*ARBEITSANWEISUNG*. Aktualisiere die Zeilen von der Zeile mit „the red cattle“ bis einschließlich zum Ende der Auflistung, indem du „billboard“ durch „signboard“ ersetzt, und gib nur diese Zeilen ansonsten unverändert wieder.

· · ·

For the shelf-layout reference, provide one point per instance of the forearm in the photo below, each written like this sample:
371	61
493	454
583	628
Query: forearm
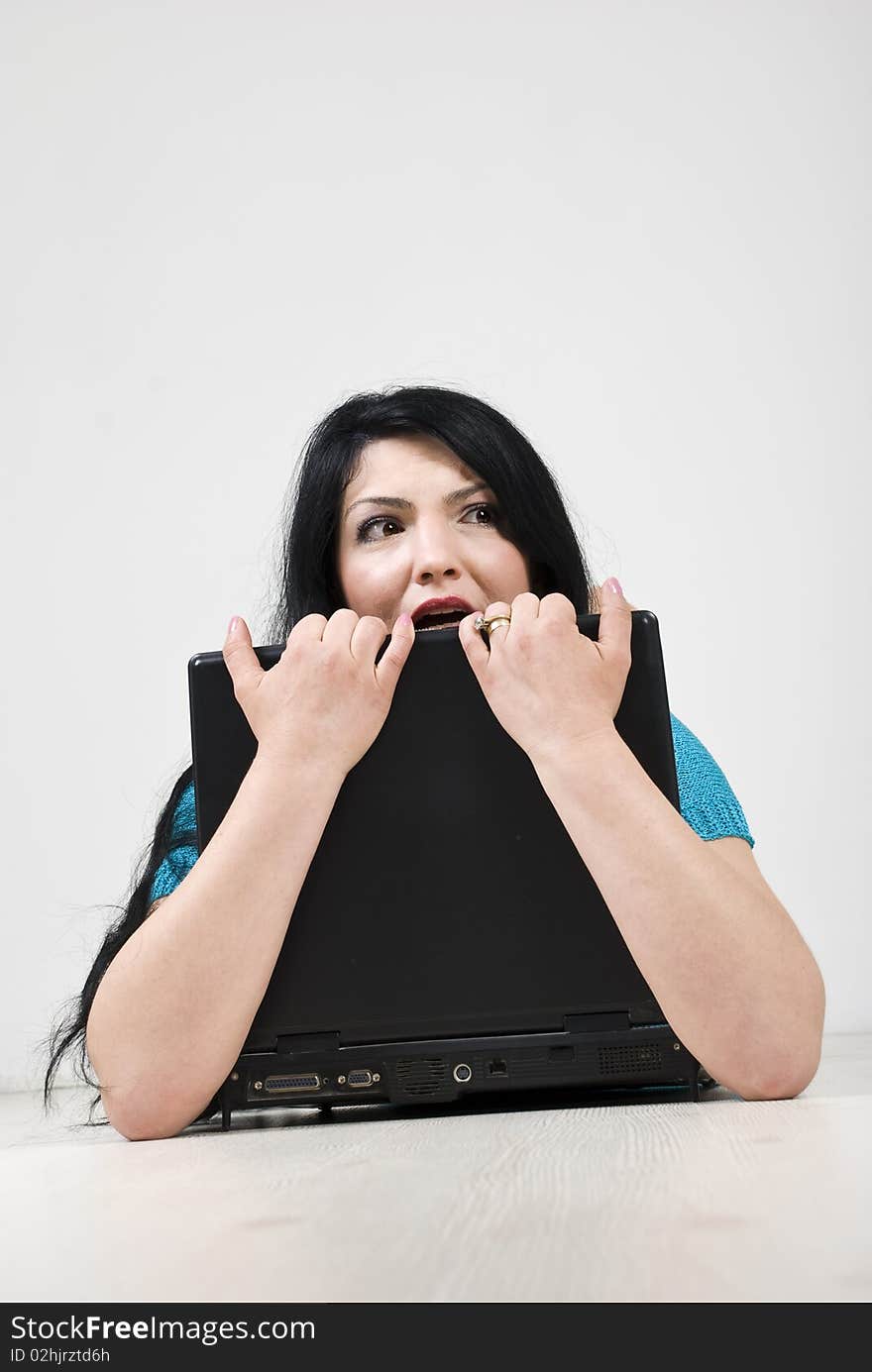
176	1003
722	957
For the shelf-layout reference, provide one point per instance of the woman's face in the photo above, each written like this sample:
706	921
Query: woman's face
404	556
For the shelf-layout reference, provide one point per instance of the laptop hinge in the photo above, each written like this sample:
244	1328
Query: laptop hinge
648	1012
595	1021
295	1044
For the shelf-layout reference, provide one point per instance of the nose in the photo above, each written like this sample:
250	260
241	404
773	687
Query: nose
436	558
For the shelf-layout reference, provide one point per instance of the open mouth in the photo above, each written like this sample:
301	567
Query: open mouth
426	622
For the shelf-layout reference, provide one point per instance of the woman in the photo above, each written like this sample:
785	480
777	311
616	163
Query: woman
401	498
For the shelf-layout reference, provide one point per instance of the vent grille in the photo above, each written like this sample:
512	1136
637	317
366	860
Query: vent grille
639	1057
422	1076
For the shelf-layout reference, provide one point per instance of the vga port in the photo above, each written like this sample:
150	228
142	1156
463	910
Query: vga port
297	1082
360	1077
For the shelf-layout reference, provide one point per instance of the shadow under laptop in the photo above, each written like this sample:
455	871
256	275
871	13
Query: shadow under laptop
562	1098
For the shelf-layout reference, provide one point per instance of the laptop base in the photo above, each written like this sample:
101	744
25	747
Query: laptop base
444	1070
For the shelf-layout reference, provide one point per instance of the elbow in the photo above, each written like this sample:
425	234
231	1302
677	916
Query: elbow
778	1082
143	1121
780	1075
790	1062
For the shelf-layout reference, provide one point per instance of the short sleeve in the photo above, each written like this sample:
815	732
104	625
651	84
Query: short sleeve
707	797
183	851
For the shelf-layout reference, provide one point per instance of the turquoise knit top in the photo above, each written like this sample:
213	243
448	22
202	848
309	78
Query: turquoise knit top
708	802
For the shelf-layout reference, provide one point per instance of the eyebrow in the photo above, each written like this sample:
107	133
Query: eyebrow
397	502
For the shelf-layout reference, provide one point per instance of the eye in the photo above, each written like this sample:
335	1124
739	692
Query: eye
363	530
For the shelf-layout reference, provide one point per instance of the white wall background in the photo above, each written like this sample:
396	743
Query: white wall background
641	231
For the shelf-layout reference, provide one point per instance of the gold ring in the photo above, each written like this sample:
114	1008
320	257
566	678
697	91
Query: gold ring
487	624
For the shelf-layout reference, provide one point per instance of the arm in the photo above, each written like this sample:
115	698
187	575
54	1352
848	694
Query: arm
721	954
176	1003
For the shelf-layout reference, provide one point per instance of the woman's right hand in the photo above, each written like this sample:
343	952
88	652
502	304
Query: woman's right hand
326	695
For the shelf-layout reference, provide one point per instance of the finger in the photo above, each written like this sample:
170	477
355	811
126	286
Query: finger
615	619
241	659
393	659
523	609
474	645
369	634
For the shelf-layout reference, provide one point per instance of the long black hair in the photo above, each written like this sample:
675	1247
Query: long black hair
534	516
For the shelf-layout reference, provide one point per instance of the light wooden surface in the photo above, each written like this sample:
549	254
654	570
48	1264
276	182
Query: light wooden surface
724	1201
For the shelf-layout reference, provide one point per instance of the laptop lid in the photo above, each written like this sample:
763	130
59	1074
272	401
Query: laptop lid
445	897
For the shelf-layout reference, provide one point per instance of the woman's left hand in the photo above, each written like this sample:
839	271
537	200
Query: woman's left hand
548	685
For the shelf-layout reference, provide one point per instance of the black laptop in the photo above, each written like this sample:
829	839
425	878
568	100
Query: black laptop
448	941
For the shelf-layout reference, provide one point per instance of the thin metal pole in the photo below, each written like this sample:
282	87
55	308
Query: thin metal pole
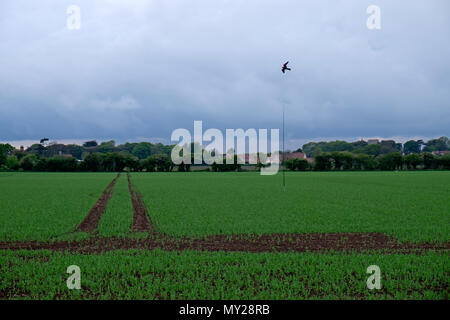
283	163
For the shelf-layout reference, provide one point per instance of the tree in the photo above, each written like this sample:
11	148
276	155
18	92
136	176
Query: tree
390	161
93	162
412	160
429	161
297	164
142	150
62	164
12	162
444	161
5	150
28	162
441	144
412	146
364	162
323	162
90	144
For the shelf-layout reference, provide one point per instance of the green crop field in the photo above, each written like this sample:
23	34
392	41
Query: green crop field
173	258
412	206
38	206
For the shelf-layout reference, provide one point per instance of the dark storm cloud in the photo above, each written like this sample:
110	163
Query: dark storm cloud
145	68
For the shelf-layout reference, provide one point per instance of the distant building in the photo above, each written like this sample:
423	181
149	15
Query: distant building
440	153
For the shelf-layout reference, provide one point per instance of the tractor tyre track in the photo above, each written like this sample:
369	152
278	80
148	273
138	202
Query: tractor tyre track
90	223
317	242
310	242
141	220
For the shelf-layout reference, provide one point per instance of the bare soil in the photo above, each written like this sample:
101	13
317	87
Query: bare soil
141	220
312	242
90	223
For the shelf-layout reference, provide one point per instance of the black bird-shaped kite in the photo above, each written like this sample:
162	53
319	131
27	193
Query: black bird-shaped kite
285	67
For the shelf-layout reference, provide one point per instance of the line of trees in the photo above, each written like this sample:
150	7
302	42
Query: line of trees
376	148
342	161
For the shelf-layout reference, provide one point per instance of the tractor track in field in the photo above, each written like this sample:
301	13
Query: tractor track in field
316	242
141	219
90	223
310	242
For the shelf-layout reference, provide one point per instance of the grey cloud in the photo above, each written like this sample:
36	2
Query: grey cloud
145	68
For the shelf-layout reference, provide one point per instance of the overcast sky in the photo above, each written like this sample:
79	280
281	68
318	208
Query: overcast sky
137	70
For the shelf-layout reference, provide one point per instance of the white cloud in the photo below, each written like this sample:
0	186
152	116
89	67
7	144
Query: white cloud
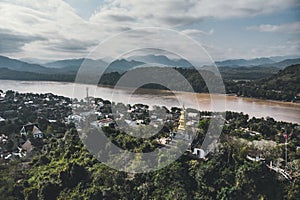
170	13
52	29
197	32
292	28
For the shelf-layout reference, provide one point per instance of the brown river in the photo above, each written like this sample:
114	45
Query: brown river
281	111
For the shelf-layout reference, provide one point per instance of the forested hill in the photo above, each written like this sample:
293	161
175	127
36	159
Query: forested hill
284	85
287	79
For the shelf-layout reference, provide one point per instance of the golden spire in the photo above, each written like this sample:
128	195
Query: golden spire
182	123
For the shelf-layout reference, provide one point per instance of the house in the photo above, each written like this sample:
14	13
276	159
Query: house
31	128
199	153
2	119
27	146
105	122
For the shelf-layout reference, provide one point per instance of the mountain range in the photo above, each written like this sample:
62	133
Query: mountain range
71	66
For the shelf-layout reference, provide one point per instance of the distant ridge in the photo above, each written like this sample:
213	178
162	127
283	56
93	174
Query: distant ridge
161	59
243	62
17	65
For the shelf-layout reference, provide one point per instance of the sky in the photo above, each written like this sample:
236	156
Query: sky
231	29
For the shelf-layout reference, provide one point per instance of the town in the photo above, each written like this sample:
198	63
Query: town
29	122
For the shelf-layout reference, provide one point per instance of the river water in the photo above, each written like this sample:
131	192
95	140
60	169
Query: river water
281	111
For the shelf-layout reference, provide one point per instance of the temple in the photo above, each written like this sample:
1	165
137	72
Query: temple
182	122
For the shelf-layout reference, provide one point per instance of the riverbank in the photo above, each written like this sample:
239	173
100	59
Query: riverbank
280	111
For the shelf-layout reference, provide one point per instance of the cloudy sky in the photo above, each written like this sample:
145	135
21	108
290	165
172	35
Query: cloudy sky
57	29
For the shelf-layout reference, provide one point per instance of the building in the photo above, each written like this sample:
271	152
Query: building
182	123
31	129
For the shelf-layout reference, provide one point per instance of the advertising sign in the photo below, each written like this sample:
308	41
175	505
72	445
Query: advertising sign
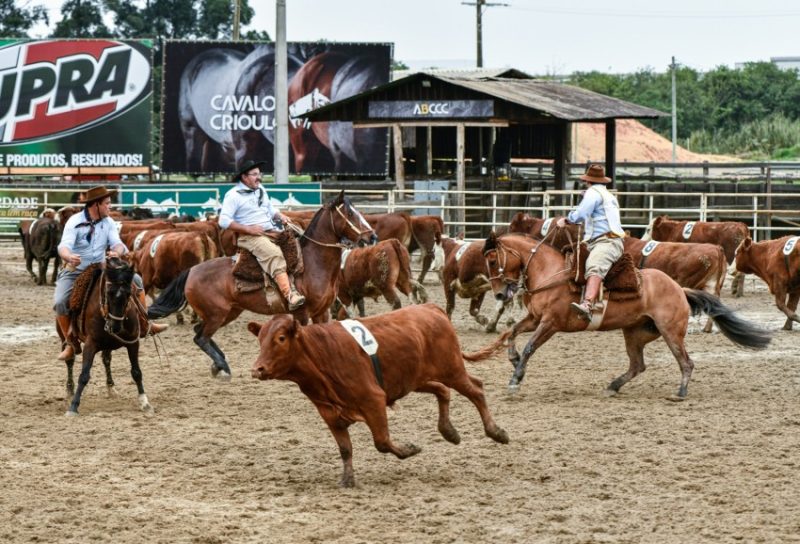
414	109
75	106
219	106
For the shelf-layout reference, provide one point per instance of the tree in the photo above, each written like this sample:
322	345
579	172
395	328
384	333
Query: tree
81	19
17	20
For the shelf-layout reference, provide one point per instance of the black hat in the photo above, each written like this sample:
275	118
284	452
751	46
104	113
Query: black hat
98	193
247	166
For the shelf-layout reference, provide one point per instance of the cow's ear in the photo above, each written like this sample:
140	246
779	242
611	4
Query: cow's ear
254	327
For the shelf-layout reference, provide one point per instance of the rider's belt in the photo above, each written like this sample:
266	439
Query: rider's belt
606	235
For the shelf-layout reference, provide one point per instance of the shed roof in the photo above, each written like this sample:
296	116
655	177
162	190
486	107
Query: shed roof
556	100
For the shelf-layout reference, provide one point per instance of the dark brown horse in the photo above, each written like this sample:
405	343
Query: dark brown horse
109	320
662	309
211	289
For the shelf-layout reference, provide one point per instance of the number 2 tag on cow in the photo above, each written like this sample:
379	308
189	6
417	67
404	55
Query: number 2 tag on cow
361	335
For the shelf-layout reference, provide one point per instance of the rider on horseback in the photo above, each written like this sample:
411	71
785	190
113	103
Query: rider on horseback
247	211
599	211
87	235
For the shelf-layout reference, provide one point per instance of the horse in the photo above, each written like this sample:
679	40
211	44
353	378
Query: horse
108	320
661	309
211	289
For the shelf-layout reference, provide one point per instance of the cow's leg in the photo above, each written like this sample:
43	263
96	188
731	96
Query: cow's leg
442	393
374	411
784	305
791	305
635	340
136	374
540	335
89	351
219	366
110	390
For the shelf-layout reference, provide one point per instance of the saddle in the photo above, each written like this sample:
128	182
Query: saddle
80	295
623	281
247	269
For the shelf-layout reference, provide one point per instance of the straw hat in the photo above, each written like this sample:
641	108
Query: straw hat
595	174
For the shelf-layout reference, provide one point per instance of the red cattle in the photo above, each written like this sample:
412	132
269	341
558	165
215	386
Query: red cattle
778	264
696	266
465	274
418	350
372	271
728	234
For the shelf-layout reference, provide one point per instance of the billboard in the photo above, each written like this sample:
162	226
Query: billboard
219	106
75	106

· · ·

*ANTWORT ZUR AUFGABE*.
For the shelf-layout reference, provide one point per instance of the red cattle in the photo above, each written like this sample:
412	132
269	341
558	165
215	386
Query: red cattle
778	264
696	266
465	274
418	350
372	271
728	234
For the shelf-layout reference, provide one point per instance of the signboard in the photo above, each written like this sample:
162	226
Query: signboard
219	106
75	106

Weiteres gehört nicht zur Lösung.